ACTIVITY LIST —
(a) In the article on dogs acting strange and hiding, why do dogs instinctively hide when they are in pain?
(b) For each statement, say whether it agrees with the article on dogs acting strange and hiding. Answer yes or no and quote the article's deciding words. (i) A dog that feels unwell may lie somewhere dark and safe, such as under a bed. (ii) Fireworks are a regular part of a dog's life. (iii) Fever is one of the warning signs that a dog may be ill.

TEXT UNDER STUDY —
—————
Have you noticed that your dog is acting strange and hiding?
Then you might be out of your mind with worry what’s causing this behavior change in your dog.
Fortunately, I’m here to help you understand why your dog is acting weird.
Just keep on reading.
7 Reasons Why Your Dog is Acting Strange and Hiding
Whenever my dog’s behavior changes out of a sudden, it always makes me Google the symptoms or ask questions on dog’s discussion boards.
I assume that you do the same since you’re reading this.
I have some solid guesses about why your pet might be acting strange and hiding.
But you have to understand that change in behavior and hiding have many probable causes.
So, what I’m giving you are directions to help you narrow down what the problem is.
The first thing that comes to my mind whenever someone says that their dog is acting strange and hiding is an illness.
That’s because dogs instinctively hide whenever they’re in pain to protect themselves from predators.
In addition to this, some dogs don’t want to be around people when they feel unwell.
Instead, these dogs prefer to lay somewhere dark and safe, for example, under your bed or in the closet.
Don’t freak out just yet if your dog is acting strange and hiding. Observe your pooch.
If Rover is ill, you’ll notice other health warning signs such as lethargy, lack of appetite, change in coat’s appearance, and fever.
In addition to this, when you’re a pet parent, you develop something like a maternal instinct. For example, I always can tell that my pooch is feeling worse for the wear by the way he moves or looks at me. So trust your guts.
#2 Fear of Fireworks
Another reason why your dog is acting strange and hiding are fireworks. Dogs are sensitive to loud noises and bright, flashing lights.
Fireworks are not something that occurs regularly in your dog’s life. It’s an event which happens a couple of times a year.
—————
Dataset records —
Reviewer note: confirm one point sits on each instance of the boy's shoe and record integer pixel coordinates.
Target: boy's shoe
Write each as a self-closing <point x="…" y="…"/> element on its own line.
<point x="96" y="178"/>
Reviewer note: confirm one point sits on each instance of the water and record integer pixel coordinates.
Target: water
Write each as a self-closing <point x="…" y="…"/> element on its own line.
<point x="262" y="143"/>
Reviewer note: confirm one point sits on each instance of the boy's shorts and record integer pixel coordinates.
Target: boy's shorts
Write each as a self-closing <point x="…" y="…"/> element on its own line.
—————
ANSWERS FOR THIS EXERCISE —
(a) To protect themselves from predators.

(b)
(i) Yes: "these dogs prefer to lay somewhere dark and safe, for example, under your bed or in the closet."
(ii) No: "Fireworks are not something that occurs regularly in your dog’s life."
(iii) Yes: "you’ll notice other health warning signs such as lethargy, lack of appetite, change in coat’s appearance, and fever."